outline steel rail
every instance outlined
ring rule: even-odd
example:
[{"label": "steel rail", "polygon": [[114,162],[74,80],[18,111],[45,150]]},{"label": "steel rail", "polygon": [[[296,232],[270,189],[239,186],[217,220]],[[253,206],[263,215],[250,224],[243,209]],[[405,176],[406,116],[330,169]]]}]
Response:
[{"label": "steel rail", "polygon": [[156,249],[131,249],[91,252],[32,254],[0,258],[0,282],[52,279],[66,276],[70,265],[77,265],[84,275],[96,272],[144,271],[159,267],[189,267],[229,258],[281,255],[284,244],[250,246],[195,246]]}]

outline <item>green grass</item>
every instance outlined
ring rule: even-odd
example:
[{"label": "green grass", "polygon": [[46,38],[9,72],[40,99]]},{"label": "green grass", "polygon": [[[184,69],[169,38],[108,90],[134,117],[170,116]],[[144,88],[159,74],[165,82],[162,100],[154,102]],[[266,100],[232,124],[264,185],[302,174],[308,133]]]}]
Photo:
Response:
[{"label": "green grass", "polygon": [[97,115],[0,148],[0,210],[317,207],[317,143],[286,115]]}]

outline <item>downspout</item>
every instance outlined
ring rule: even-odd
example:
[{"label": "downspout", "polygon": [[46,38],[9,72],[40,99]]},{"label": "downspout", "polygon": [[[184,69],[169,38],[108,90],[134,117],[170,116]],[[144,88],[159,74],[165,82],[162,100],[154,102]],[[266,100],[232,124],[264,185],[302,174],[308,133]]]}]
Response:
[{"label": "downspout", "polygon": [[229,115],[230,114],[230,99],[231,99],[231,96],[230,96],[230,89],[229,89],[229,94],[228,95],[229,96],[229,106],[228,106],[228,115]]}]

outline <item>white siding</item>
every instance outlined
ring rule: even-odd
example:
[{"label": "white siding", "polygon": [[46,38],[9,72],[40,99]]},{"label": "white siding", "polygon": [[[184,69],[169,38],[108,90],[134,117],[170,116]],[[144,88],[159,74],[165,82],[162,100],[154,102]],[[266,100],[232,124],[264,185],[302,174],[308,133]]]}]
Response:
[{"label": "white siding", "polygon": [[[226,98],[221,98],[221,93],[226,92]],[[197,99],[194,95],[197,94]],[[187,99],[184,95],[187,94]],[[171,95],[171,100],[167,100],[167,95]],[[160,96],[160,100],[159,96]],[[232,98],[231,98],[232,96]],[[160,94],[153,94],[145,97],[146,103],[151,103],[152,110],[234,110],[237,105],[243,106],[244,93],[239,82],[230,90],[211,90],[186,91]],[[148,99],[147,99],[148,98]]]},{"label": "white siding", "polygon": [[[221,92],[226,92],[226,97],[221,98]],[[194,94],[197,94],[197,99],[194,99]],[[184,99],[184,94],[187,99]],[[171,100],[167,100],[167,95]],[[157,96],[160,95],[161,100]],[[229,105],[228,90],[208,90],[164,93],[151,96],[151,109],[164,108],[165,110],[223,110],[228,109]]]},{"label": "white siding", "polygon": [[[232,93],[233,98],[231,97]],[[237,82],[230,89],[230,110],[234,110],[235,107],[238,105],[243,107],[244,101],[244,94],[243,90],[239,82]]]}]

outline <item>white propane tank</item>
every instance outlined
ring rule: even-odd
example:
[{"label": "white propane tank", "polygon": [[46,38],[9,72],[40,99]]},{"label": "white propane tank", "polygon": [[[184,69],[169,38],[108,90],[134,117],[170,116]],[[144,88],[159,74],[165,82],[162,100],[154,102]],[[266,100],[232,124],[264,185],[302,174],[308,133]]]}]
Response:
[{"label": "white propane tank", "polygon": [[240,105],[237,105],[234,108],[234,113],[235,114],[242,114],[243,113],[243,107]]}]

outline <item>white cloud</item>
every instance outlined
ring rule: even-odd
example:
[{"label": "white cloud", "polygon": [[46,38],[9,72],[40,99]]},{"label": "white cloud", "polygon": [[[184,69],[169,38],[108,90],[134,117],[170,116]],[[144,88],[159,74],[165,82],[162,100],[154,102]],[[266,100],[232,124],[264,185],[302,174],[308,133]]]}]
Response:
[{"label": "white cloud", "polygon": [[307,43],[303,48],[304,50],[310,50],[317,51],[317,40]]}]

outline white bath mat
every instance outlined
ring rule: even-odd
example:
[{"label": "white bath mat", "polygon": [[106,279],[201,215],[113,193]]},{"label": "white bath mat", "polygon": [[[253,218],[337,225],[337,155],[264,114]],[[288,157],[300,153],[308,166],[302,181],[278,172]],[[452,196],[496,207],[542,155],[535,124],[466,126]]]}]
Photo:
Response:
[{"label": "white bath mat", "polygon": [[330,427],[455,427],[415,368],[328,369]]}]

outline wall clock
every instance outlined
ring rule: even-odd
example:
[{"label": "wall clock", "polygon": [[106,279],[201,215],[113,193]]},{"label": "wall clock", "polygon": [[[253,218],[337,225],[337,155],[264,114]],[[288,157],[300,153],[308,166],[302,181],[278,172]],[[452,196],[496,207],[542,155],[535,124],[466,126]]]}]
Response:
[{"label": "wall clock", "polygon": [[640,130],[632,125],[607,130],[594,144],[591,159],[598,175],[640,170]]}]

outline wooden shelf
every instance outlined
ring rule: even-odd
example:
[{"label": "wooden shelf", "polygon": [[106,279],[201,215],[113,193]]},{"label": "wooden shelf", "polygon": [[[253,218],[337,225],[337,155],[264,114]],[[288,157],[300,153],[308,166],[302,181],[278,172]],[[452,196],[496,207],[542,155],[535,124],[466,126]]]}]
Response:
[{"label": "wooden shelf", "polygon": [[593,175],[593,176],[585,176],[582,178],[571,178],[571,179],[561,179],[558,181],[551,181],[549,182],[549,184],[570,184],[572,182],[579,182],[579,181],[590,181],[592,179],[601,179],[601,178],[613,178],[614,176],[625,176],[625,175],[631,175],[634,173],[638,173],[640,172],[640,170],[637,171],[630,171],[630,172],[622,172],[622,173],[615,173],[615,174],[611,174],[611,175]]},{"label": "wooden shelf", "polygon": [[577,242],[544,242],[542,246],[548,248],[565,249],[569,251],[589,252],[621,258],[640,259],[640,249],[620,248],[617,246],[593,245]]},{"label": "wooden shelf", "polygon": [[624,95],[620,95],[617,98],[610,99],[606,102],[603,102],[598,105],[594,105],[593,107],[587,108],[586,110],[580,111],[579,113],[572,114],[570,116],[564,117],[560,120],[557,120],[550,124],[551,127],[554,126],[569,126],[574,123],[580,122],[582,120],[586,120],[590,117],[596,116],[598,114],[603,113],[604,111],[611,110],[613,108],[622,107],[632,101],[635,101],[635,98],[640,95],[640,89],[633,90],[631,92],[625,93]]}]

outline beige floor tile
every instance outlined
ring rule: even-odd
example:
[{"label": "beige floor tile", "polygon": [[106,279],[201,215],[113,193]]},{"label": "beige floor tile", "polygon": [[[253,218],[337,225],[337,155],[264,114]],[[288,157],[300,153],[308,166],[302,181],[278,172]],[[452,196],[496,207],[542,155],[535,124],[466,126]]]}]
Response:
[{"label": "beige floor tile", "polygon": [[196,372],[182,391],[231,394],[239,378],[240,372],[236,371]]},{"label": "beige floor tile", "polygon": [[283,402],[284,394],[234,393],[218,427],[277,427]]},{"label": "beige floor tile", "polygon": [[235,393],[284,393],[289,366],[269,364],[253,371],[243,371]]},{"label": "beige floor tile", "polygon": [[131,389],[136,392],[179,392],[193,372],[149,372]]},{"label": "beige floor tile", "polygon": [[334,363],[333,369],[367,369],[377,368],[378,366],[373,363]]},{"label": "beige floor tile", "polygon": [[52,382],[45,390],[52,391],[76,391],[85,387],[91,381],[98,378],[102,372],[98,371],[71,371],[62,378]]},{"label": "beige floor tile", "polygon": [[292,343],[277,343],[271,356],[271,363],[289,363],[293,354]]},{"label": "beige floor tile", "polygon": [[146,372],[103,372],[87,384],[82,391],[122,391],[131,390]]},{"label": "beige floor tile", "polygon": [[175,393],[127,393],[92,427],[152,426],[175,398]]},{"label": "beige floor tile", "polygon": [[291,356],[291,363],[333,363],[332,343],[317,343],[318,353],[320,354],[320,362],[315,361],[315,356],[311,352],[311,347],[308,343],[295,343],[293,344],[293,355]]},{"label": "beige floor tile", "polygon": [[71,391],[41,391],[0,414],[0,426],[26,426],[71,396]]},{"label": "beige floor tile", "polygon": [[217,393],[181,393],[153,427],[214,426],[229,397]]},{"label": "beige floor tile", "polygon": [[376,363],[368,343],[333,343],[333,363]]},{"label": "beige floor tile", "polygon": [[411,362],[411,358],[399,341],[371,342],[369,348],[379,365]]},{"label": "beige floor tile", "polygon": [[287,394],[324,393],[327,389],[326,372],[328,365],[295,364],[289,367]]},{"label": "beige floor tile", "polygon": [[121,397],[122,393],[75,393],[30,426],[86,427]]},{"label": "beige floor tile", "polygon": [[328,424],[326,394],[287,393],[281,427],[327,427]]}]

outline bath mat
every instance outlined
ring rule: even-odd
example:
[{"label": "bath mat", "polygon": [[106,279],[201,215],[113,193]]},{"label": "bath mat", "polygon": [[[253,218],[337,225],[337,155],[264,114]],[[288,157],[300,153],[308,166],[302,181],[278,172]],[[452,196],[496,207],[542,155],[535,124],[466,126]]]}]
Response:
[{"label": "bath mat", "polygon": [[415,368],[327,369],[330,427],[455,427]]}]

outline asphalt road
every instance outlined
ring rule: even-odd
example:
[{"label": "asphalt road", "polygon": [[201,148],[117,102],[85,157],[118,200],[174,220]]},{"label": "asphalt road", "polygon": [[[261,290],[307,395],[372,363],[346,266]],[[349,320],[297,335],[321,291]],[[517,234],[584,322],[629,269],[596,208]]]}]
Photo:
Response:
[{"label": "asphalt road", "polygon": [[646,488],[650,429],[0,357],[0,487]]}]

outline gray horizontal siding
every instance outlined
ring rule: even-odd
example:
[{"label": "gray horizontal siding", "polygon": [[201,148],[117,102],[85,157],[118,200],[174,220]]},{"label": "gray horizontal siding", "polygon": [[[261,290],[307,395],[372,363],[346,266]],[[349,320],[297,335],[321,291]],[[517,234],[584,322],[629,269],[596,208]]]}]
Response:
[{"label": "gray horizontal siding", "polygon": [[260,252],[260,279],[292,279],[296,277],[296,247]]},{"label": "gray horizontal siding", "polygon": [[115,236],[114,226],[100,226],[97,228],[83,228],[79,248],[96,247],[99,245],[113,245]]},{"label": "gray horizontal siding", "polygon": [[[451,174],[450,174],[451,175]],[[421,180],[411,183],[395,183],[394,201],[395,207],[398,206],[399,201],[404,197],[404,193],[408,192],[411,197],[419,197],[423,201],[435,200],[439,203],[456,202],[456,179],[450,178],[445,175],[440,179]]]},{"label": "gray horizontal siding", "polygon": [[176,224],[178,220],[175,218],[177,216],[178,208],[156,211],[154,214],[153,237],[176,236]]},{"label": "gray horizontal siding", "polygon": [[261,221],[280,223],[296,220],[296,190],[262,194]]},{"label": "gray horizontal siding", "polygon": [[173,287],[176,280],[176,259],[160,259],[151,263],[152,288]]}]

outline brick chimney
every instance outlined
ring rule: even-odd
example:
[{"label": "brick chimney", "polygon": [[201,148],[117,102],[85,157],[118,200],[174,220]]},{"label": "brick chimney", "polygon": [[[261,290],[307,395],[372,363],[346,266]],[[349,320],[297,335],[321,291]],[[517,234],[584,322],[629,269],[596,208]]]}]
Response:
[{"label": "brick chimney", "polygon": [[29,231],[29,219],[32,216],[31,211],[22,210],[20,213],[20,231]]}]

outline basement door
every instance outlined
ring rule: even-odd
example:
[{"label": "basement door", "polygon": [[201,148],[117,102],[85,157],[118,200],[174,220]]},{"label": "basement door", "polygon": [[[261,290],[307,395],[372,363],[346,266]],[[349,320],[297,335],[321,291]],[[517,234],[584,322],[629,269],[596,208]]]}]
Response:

* * * * *

→ **WORK TO DO**: Quote the records verbatim from the line containing "outline brick chimney" through the final line of the records, including both ends.

→ **THE COMPLETED TASK**:
outline brick chimney
every instance outlined
ring rule: even-odd
example:
[{"label": "brick chimney", "polygon": [[201,148],[117,102],[85,157],[118,200],[174,220]]},{"label": "brick chimney", "polygon": [[[261,290],[307,395],[372,363],[346,266]],[[349,320],[297,335],[321,291]],[[517,234],[584,322],[629,269],[596,208]]]}]
Response:
[{"label": "brick chimney", "polygon": [[29,231],[29,219],[32,216],[31,211],[22,210],[20,213],[20,231]]}]

outline basement door
every instance outlined
ring rule: even-odd
example:
[{"label": "basement door", "polygon": [[201,148],[117,102],[85,157],[118,200],[174,220]]},{"label": "basement door", "polygon": [[[261,290],[307,395],[372,363],[346,266]],[[349,320],[297,335],[321,291]],[[517,234],[584,322],[629,269],[596,208]]]}]
Response:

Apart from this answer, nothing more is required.